[Set problem]
Tally the lines in the items below that contain the string "grass", and reply with the count alone.

[Given records]
----------------
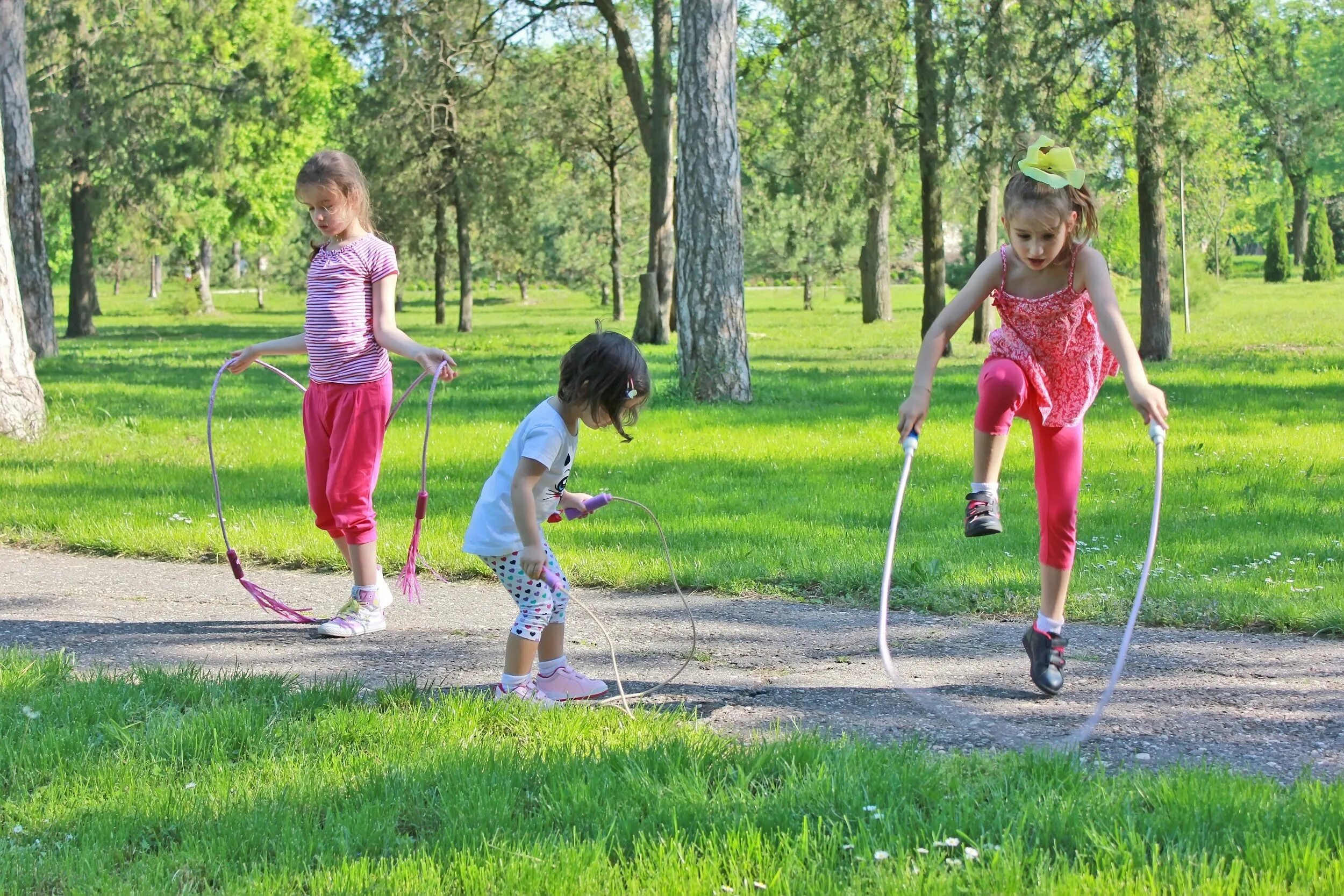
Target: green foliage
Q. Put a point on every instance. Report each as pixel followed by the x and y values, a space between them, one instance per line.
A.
----------------
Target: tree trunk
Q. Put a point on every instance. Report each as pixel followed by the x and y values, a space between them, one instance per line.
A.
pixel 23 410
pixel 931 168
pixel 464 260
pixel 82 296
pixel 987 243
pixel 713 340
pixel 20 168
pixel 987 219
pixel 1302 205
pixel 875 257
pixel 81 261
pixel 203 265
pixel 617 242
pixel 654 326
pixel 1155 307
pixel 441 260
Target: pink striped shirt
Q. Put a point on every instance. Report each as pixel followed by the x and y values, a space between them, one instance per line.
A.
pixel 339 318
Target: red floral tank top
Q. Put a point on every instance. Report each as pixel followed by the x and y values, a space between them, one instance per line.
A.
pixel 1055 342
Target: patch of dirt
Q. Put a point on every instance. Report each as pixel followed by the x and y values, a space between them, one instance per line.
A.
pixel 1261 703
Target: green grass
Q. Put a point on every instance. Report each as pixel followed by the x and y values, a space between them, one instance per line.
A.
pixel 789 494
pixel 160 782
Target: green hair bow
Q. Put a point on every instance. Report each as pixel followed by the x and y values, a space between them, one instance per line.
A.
----------------
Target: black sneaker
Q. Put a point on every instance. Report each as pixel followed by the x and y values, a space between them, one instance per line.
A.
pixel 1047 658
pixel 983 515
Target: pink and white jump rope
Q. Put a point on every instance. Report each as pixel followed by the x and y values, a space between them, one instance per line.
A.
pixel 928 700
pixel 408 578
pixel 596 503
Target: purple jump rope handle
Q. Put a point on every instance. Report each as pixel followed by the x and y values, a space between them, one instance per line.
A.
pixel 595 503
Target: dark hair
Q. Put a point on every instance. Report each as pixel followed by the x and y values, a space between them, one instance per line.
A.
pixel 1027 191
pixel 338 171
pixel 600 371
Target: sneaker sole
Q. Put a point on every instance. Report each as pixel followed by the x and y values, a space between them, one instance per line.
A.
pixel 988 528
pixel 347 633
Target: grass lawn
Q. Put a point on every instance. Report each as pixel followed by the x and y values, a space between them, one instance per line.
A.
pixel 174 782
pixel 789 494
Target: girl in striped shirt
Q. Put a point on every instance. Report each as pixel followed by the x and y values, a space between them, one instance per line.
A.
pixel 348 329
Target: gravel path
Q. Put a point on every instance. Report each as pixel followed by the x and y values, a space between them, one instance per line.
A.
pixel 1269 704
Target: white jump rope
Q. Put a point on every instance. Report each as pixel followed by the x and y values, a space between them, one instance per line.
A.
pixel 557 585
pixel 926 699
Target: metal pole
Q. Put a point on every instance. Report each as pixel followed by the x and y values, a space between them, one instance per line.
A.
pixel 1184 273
----------------
[Problem solution]
2